:: Text section ::

When “Snatched” screenwriter was listening to NPR in her car a couple of years ago, little did she know that a story about a guinea worm would inspire one of the most memorable (and disgusting) scenes of the new comedy starring Amy Schumer and Goldie Hawn.

“I do listening to an NPR story about someone having to pull a guinea worm from a woman’s nipple and it’s been stuck in my brain forever,” Katie Dippold told TheWrap.”When I started writing about the jungle, where Emily (Schumer) thought she was on this beautiful journey with rainbows and sunsets and stuff, I thought, ‘what would be my worst nightmare?’ And then it hit me — having a tapeworm is my nightmare.”

In “Snatched,” which hits theaters this Friday, mother-daughter duo Schumer and Hawn are lost in the Ecuadorian jungle running away from bad guys when Schumer contracts a tapeworm. A local doctor says they must lure out the worm with a piece of meat — and a gross scene in which a huge, CGI’d tapeworm comes crawling up her throat ensues.

“I didn’t expect it to happen either!” Dippold added, laughing.

“Snatched” follows Schumer after she breaks up with her boyfriend — or actually, he breaks up with her — and she has a non-refundable trip to Ecuador. After much debate, her mother, played by Hawn, decides to accompany her on the trip. Schumer is totally oblivious to the dangers that lurk outside of the resort, and soon, the women find themselves hunted by kidnappers. The film also stars Ike Barinholtz, Wanda Sykes and Joan Cusack.

Dippold’s goal was to create a mother-daughter action comedy and to try “to find more roles for women.”

“I love mother-daughter movies and I wish there were more of them,” she said. “I really wanted a hard R-rated action comedy of a mother and a daughter. There are so many amazing dramatic actresses that are brilliant comedians in their ’60s and ’70s. And that’s the way this all started.”

And this movie also marked Hawn’s return to the big screen after a 15-year break (her last film was “The Banger Sisters” in 2002). But that didn’t stop Hawn from playing along and even giving her two cents on how certain scenes should go.

:: Data block ::

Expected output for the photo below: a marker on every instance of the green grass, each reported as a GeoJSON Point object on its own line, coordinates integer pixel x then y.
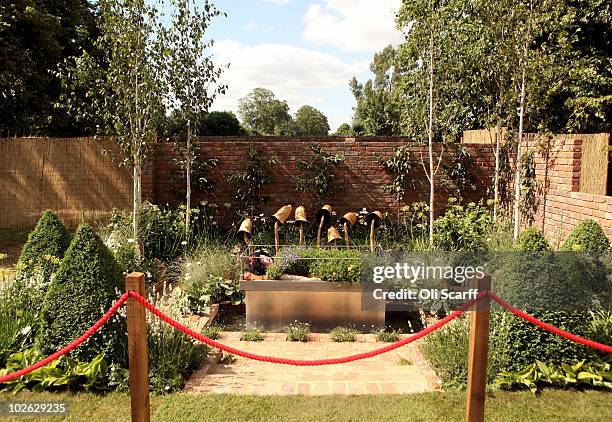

:: Aim ::
Answer these questions using the article about the comedy "Snatched" above.
(a) What was Katie Dippold listening to in her car when she heard the guinea worm story?
(b) In which country's jungle do Schumer and Hawn's characters get lost?
(c) What was Hawn's last film before "Snatched," and in what year did it come out?

:: Solution to the exercise ::
(a) An NPR story.
(b) Ecuador.
(c) "The Banger Sisters," released in 2002.